== Given records

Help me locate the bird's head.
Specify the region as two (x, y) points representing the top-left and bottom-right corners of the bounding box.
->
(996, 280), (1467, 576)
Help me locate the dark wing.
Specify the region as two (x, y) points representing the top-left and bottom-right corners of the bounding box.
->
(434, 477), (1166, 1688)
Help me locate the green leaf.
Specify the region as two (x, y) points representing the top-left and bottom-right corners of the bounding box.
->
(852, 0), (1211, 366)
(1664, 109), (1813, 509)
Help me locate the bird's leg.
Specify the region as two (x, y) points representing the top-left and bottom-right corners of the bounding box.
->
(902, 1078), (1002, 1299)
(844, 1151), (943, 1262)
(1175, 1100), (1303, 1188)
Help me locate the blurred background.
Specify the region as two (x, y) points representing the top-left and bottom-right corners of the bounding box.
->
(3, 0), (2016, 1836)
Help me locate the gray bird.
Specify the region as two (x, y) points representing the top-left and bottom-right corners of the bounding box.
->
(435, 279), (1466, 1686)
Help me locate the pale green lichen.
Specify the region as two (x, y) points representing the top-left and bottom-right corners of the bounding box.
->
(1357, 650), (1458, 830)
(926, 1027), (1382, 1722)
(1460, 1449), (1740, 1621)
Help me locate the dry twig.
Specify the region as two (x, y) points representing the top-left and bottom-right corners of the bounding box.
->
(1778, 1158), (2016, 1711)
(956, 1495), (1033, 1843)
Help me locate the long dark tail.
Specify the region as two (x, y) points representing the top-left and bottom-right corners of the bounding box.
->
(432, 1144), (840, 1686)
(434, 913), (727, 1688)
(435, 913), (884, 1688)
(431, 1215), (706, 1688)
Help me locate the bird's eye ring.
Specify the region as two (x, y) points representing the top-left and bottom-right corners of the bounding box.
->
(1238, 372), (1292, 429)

====

## What you will do
Using the records above, copy word for word the line with "Help me locate the bird's leg.", the line with "Help me locate the blurred background.", and every line between them.

## Exercise output
Help me locate the bird's leg.
Specify the region as two (x, y) points representing the top-left and bottom-right corners of the bounding box.
->
(902, 1078), (1002, 1299)
(844, 1151), (943, 1262)
(1175, 1100), (1303, 1188)
Help me locate the blurred background.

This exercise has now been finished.